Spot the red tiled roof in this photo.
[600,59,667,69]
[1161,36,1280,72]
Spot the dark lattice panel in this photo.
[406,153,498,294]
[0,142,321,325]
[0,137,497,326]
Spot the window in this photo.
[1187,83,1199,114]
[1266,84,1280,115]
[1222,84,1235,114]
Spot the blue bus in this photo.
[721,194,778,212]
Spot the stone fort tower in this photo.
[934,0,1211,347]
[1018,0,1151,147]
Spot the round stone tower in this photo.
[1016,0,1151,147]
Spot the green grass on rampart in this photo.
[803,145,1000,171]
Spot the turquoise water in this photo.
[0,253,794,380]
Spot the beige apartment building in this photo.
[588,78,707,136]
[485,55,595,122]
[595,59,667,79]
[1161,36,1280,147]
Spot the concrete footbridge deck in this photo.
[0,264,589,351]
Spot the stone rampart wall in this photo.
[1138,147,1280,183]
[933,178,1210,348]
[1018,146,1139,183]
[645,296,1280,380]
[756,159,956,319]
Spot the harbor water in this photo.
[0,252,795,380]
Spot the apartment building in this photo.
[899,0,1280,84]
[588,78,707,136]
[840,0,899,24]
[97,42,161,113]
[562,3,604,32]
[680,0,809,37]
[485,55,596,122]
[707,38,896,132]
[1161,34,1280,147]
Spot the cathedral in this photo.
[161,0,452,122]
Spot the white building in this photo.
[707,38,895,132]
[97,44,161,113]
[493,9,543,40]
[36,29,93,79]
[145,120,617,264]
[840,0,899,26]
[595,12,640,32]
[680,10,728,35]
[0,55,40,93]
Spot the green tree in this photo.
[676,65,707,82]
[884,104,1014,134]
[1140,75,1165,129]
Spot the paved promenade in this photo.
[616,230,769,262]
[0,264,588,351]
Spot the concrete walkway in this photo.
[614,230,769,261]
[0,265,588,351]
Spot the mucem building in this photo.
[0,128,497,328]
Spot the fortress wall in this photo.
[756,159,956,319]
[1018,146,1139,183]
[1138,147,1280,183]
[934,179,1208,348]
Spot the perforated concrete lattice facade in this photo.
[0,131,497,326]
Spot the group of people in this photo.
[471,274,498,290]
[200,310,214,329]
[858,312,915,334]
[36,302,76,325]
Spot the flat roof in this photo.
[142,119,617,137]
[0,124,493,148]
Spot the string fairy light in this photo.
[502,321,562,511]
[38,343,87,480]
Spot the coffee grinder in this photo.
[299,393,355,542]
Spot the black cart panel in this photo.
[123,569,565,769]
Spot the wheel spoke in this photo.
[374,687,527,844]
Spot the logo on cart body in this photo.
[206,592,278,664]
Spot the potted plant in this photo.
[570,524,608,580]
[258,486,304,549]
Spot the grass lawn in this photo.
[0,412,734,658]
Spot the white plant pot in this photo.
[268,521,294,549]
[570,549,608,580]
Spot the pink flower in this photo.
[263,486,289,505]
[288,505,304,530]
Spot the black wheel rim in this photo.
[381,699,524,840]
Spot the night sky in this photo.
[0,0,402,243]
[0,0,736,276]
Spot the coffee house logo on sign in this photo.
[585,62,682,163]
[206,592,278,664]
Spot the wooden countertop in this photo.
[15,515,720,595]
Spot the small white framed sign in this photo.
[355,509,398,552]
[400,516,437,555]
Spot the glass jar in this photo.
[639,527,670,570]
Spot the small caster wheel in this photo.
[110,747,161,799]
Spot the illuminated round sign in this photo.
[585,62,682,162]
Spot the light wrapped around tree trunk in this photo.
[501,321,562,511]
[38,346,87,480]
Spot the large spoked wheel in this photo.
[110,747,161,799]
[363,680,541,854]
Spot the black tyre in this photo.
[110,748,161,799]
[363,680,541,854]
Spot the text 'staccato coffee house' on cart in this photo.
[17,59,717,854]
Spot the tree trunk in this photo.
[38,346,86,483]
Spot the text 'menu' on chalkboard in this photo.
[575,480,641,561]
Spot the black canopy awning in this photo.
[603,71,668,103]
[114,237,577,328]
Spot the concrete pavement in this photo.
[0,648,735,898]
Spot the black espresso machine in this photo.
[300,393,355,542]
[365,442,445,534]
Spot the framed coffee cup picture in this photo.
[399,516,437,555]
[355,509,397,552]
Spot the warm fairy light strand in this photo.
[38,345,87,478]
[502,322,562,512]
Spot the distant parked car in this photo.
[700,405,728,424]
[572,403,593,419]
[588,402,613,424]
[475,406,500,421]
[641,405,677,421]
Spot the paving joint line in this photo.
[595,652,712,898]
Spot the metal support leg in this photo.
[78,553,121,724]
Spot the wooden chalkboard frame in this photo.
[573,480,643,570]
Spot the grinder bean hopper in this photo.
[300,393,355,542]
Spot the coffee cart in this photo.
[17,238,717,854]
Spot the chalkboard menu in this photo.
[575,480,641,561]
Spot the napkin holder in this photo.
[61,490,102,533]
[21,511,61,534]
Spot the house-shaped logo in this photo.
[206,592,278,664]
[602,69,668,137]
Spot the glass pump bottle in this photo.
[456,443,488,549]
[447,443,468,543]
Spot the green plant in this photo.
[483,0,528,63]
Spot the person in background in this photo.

= Written task =
List every line in the rows above that contains the string "text", copying each one in full. Match case exactly.

= Reply to the task =
Spot the text 'staccato coffee house' on cart in this photo.
Spot the text 'menu' on chalkboard in this photo.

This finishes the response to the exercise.